**DO THIS**
Pick out each line of the items below that contains the word "every", and copy those lines. Letter case counts.

**PROVIDED RECORDS**
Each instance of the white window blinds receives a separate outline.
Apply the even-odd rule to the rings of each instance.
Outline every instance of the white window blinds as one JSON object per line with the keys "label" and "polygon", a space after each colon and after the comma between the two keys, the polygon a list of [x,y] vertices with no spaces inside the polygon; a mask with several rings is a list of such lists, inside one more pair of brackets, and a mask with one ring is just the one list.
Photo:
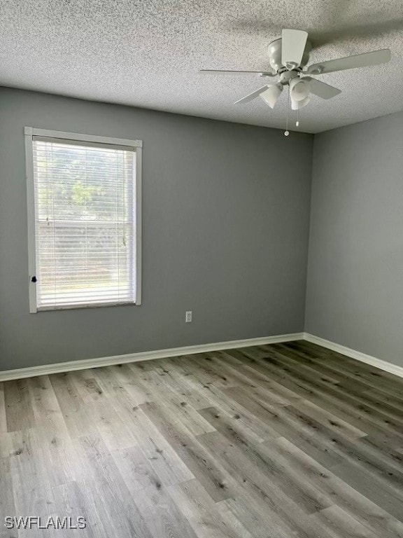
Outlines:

--

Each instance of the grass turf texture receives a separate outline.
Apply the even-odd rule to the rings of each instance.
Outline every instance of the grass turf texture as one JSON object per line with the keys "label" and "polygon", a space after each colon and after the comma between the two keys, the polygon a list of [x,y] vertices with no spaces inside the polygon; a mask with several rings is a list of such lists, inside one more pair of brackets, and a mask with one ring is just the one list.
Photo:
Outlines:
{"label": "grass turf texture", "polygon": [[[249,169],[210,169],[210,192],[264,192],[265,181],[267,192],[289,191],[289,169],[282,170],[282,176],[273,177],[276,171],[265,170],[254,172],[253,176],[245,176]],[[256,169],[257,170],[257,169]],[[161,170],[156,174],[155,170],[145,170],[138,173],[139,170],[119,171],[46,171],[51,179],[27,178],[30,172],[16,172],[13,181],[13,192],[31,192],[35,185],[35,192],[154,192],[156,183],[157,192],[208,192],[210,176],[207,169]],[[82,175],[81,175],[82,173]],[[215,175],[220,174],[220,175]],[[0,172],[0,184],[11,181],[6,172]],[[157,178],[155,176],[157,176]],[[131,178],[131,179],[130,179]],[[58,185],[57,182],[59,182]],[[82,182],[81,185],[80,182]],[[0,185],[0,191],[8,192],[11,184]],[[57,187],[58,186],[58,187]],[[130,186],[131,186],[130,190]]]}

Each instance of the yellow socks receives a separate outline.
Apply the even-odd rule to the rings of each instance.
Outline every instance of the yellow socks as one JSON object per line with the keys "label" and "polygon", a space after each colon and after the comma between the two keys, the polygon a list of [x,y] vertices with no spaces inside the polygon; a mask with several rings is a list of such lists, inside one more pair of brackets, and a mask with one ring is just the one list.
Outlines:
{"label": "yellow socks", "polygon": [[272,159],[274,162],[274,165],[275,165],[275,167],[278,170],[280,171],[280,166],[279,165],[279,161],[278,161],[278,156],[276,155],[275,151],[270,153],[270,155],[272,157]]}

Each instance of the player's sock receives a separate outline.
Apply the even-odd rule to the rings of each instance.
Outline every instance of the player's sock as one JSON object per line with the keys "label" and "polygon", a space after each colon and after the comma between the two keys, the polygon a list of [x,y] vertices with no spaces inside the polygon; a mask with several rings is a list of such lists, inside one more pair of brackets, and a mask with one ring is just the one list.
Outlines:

**CORRECT OUTPUT**
Outline every instance of the white window blinds as one JSON object per line with the keys "label" and "polygon", a space after each colon and after the comma between the two keys, the polygon a list of [x,y] vertices with no spaces inside the polygon; a mask with several rings is a list of such lists, inside one more pair of brackets, and a mask with one ring is just the one list.
Outline every instance of the grass turf texture as one JSON object per line with the keys "label" and "polygon", a space after each colon and after the comma between the two keys, the polygon a list of [x,y] vertices with no spaces inside the polygon; a mask with several rings is a list of such lists, inside one more pair of brackets, and a mask with one ring is just the one list.
Outline every instance of the yellow socks as one JSON object per line with the keys "label" and "polygon", a space after each colon and after the comma between the two keys, the polygon a list of [x,y] vertices with no spaces inside the polygon; a mask with several rings is a list of such lists, inside one more pair of brackets, and a mask with one ring is just the one list.
Outline every instance of the player's sock as one JSON object per line with the keys "label" and "polygon", a space after each colon and after the comma between the two keys, the polygon a list of [x,y] vertices with no spaces inside the polygon; a mask with several rings is a list of such lists, inside one more pair of brackets, and a mask with one ring is just the one list.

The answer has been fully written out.